#### [About this task]
Nothing but the lines from the one containing "[mark] rusty metal" through the end of the data should be output, each reproduced exactly.

::: Extracted records

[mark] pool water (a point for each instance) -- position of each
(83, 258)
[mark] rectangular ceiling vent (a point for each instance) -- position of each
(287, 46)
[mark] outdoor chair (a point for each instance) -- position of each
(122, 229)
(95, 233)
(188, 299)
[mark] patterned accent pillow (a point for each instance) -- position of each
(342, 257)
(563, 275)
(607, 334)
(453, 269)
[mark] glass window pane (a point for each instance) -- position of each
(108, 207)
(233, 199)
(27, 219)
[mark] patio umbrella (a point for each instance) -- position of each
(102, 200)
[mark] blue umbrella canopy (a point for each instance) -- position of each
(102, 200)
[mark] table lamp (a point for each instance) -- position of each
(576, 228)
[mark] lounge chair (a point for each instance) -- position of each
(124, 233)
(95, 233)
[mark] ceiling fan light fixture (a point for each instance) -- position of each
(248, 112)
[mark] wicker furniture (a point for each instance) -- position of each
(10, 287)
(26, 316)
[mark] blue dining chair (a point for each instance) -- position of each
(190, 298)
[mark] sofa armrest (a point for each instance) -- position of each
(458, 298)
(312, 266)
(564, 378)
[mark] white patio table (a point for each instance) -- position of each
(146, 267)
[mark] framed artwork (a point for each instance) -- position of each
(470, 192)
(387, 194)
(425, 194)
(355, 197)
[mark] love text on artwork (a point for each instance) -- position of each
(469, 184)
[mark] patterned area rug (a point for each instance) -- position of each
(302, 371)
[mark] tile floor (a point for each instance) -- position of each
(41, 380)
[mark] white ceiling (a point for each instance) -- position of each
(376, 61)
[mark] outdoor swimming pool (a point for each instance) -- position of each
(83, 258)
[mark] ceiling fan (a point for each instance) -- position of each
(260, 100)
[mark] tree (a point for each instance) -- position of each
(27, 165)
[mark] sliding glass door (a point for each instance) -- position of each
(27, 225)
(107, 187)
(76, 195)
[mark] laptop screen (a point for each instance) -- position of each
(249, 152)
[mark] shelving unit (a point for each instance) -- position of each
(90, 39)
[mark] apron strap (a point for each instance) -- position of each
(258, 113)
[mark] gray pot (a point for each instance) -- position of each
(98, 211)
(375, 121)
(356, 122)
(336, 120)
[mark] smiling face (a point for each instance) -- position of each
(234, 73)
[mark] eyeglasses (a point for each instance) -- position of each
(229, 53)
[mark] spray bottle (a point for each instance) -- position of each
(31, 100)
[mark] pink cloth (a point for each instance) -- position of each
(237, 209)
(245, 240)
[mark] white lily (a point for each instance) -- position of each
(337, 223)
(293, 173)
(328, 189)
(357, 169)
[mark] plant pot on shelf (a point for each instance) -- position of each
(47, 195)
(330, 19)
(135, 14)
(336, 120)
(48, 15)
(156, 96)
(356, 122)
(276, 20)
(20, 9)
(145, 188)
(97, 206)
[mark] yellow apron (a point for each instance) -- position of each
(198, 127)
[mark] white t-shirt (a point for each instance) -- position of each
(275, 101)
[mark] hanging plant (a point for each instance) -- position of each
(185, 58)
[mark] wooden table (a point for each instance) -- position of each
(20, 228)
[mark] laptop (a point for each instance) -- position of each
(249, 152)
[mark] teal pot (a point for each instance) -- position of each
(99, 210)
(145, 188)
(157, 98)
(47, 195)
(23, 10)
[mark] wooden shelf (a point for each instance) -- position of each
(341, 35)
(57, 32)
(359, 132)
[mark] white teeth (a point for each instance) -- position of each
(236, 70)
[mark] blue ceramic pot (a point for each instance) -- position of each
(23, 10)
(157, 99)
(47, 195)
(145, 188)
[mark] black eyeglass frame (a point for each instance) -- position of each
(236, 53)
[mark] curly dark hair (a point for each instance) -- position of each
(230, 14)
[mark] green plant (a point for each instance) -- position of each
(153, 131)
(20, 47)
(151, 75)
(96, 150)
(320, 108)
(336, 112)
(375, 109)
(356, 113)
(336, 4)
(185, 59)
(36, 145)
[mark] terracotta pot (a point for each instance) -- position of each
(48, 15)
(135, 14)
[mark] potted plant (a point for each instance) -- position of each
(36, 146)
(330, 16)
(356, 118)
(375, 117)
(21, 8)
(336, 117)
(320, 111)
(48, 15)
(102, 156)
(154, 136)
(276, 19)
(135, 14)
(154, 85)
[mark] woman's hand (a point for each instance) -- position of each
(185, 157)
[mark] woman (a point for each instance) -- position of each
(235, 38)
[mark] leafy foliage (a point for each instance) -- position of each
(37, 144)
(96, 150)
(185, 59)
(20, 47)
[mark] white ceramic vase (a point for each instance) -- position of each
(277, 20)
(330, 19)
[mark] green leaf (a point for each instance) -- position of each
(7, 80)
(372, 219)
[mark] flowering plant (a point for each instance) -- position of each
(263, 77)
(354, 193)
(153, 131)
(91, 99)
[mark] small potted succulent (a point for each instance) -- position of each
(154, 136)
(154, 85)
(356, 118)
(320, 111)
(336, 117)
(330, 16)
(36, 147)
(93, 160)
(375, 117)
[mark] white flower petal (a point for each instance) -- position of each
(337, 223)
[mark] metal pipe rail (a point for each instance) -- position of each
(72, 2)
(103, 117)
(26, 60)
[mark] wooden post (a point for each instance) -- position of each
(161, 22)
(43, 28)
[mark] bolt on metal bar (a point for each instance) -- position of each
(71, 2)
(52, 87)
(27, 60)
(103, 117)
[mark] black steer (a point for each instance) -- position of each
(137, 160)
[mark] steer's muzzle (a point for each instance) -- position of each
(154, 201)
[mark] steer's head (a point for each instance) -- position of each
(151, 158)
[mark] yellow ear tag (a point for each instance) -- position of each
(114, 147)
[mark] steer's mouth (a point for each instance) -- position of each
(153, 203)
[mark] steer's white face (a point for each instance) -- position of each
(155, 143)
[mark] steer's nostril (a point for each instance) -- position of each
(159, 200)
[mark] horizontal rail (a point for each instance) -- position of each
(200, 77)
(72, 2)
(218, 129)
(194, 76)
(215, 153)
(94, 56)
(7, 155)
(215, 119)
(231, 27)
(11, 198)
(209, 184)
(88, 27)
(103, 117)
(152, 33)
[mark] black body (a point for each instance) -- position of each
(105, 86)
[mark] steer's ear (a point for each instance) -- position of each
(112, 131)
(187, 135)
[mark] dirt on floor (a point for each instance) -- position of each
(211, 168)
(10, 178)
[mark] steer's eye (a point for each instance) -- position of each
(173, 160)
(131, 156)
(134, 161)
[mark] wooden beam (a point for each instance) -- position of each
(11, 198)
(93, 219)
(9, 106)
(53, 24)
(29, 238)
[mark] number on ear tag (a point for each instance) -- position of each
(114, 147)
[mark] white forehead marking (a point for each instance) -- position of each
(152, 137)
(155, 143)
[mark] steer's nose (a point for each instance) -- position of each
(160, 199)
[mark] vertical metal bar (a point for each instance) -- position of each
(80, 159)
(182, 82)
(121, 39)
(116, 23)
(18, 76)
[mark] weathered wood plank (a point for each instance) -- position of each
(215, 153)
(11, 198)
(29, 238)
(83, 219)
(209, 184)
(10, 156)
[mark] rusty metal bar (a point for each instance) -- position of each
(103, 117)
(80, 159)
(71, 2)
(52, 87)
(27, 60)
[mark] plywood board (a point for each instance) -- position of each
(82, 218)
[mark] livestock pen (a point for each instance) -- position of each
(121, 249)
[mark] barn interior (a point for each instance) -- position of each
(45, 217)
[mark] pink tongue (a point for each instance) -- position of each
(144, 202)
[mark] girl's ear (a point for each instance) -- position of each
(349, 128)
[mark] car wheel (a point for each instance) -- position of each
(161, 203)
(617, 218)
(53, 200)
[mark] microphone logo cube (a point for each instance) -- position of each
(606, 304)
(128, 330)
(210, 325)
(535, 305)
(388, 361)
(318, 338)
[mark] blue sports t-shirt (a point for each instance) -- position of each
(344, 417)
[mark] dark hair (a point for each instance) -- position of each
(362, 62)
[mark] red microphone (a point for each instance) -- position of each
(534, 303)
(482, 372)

::::::

#### [Task solution]
[mark] rusty metal bar (a point for each instance) -- position of each
(103, 117)
(80, 159)
(71, 2)
(52, 87)
(27, 60)
[mark] plywood board (a point for each instance) -- position of each
(82, 218)
[mark] livestock pen (a point for each instance) -- position of each
(121, 249)
[mark] barn interior (a point for each instance) -- position of each
(45, 217)
[mark] pink tongue (a point for each instance) -- position of each
(144, 202)
[mark] girl's ear (a point for each instance) -- position of each
(349, 128)
[mark] car wheel (a point for each instance) -- position of each
(161, 203)
(617, 218)
(53, 200)
[mark] microphone logo cube (a point for each instance) -- position of each
(606, 304)
(128, 330)
(210, 325)
(535, 305)
(388, 361)
(318, 338)
[mark] blue sports t-shirt (a point for each instance) -- position of each
(344, 417)
[mark] dark hair (a point for each instance) -- position of each
(362, 62)
[mark] red microphone (a point for each instance) -- position of each
(534, 303)
(482, 372)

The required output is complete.